Reading text =

====

Furthermore, while the record is consistent in sound and tone, it’s also consistently similar to the point of detriment. See, Thousand Below more often than not channel the now dated post-hardcore sounds of the previous decade to a dizzying degree. Think the sound of older groups like Before Their Eyes, early blessthefall, Eyes Set To Kill, Hopes Die Last, Confide, Our Last Night, and of course, the always mighty and universally influential Underoath – who very few bands can hold a candle to.
Even when Thousand Below does create more varied moments in this record, their often tossed out just as quickly as they arrived. The dark, moody, minor-key intro of 'Follow Me Home' sounds like a long lost Being As An Ocean song pre-'Waiting For Morning To Come' era. Yet it’s soon ditched for the band’s go-to post-hardcore/metalcore sound that they’ve been beating you over the head with for the past twenty or so minutes. The post-rocky clean guitar chords that announce the intro of 'Tradition' or the slick delay-ridden riff that begins 'Never Here' are both soon swapped out for the same old distorted progressions, post-hardcore sound and structure, and the genre's typical poppy vocal harmonies. Moreover, what could have become a grand, sweeping, emotive piece with the intimate start of piano and cleans vocals on 'No Place Like You' soon goes back to the band’s usual sound.
The one moment where this group expunges their normal sound for something different, that then works in tandem with their wider genre, is the wonderfully ambient and serene mid-section of the record’s final song, 'Into The Gray'; creating a terrific jumping off point for the song’s utterly massive climax. It works damn well too but by this point, it’s too little, too late.

====

Goal of the exercise = Check each statement against the album review and answer yes or no, quoting the words from the review that settle it: (a) The intro of 'Follow Me Home' is compared to a Being As An Ocean song. (b) The piano opening of 'No Place Like You' grows into a grand, sweeping piece. (c) The ambient mid-section comes in the record's final song, 'Into The Gray'.

Data records
====

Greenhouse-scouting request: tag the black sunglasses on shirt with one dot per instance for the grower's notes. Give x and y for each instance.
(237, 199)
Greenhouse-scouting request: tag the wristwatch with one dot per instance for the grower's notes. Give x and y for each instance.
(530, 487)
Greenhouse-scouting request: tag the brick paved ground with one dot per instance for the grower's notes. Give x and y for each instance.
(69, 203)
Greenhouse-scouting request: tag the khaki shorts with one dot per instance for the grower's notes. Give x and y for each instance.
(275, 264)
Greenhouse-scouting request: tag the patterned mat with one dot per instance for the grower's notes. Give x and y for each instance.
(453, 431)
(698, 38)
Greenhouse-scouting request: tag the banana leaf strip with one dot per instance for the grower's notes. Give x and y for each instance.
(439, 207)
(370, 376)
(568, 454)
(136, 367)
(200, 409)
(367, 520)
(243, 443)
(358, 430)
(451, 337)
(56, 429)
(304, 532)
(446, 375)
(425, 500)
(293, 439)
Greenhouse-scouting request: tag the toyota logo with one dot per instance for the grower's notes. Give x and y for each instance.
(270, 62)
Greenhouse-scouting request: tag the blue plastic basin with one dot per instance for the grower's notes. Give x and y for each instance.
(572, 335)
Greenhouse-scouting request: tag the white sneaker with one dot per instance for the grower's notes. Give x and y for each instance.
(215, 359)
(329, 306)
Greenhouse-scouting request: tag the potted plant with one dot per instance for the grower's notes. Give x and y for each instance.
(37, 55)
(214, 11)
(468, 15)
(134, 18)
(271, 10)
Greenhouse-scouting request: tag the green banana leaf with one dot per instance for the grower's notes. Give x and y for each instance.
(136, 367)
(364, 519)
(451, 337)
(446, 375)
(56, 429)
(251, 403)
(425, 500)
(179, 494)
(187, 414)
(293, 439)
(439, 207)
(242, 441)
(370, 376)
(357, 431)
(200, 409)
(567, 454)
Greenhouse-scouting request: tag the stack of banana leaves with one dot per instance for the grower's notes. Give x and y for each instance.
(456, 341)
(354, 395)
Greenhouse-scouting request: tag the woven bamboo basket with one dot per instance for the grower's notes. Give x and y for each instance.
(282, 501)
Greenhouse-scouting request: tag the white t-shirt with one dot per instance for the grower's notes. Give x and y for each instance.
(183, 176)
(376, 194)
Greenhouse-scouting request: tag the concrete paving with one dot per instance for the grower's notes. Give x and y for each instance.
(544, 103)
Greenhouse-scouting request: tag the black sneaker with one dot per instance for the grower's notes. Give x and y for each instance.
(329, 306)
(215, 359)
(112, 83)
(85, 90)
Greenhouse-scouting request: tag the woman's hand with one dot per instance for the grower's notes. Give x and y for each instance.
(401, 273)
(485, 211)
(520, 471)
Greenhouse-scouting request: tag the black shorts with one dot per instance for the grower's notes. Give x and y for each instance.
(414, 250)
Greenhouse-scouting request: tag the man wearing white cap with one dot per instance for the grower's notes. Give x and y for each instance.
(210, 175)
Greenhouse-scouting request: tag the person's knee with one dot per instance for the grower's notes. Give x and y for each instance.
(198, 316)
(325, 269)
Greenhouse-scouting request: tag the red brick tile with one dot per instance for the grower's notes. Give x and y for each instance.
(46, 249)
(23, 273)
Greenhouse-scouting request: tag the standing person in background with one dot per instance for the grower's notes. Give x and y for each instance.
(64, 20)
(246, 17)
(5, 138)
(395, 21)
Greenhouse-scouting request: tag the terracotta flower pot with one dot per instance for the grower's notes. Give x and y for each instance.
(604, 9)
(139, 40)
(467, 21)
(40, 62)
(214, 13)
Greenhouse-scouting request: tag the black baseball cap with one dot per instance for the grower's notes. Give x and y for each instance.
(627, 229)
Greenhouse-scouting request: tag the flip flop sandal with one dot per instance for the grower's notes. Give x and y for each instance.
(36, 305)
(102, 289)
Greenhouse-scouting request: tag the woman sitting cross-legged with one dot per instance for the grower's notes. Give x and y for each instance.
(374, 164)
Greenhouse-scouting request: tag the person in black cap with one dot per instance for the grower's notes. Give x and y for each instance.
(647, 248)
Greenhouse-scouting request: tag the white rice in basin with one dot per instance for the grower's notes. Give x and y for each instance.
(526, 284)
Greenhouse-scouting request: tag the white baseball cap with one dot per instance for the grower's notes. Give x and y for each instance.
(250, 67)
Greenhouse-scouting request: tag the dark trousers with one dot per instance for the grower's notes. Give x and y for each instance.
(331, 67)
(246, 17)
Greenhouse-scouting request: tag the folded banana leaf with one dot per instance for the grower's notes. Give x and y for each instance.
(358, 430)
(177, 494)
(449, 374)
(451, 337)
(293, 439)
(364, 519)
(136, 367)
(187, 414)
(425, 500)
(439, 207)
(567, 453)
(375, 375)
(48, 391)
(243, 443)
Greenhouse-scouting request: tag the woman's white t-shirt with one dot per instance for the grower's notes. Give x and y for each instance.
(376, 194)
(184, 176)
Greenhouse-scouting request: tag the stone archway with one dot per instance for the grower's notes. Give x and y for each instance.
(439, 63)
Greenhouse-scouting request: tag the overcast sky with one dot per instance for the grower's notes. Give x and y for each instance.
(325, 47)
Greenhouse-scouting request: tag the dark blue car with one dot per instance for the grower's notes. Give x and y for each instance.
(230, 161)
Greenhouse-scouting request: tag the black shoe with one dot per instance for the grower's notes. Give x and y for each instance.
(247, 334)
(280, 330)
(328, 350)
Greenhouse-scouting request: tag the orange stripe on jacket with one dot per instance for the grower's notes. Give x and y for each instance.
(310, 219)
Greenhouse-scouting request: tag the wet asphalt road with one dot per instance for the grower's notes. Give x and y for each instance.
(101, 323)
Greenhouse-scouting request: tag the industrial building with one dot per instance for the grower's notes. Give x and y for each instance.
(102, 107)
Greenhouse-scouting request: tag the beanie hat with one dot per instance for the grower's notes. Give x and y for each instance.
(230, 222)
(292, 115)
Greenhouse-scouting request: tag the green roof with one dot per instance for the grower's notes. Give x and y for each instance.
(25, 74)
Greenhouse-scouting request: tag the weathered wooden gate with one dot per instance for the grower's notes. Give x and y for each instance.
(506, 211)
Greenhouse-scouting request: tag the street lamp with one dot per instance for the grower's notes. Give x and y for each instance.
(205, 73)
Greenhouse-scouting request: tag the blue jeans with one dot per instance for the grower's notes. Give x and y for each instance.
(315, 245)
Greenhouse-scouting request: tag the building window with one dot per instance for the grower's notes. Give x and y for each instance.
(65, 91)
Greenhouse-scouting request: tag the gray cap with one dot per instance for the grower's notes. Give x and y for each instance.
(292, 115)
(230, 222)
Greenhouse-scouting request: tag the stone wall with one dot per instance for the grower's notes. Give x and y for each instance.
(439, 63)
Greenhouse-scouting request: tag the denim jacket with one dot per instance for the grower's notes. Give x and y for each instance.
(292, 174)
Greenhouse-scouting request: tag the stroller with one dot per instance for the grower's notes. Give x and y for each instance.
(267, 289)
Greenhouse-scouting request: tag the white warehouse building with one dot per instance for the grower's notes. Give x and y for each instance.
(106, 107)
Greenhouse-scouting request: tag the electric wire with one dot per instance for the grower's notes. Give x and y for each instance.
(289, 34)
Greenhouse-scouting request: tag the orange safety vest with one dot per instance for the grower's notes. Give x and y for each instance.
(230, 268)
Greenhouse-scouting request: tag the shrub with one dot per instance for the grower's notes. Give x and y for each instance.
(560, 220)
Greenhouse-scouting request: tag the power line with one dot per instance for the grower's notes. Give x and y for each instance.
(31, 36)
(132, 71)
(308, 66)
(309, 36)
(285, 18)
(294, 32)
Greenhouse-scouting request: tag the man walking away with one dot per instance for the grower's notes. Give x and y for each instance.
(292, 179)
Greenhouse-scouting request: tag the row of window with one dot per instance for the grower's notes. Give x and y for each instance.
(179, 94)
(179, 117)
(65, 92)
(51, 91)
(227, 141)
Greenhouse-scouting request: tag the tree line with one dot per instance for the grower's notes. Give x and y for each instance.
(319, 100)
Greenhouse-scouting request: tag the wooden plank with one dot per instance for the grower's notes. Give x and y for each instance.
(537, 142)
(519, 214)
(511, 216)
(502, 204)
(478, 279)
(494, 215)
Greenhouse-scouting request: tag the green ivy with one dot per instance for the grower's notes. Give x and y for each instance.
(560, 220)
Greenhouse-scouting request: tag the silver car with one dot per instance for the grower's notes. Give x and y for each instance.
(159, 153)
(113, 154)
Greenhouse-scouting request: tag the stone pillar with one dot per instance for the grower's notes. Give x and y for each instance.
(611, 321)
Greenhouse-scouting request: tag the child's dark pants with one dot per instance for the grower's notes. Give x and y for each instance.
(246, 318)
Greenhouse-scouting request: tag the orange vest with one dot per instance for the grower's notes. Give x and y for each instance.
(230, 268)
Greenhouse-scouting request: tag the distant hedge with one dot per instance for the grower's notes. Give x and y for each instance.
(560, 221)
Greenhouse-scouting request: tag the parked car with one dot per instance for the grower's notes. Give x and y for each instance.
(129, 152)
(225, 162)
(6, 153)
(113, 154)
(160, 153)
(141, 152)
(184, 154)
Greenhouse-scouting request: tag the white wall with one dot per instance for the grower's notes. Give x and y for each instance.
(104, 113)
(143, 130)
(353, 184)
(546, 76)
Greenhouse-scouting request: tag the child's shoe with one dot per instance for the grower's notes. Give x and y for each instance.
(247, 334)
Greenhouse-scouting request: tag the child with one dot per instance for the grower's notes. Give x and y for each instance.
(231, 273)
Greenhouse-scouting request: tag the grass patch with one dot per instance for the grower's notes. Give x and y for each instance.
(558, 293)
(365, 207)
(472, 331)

====

Response area =
(a) Yes: "sounds like a long lost Being As An Ocean song pre-'Waiting For Morning To Come' era"
(b) No: "soon goes back to the band’s usual sound"
(c) Yes: "the wonderfully ambient and serene mid-section of the record’s final song, 'Into The Gray'"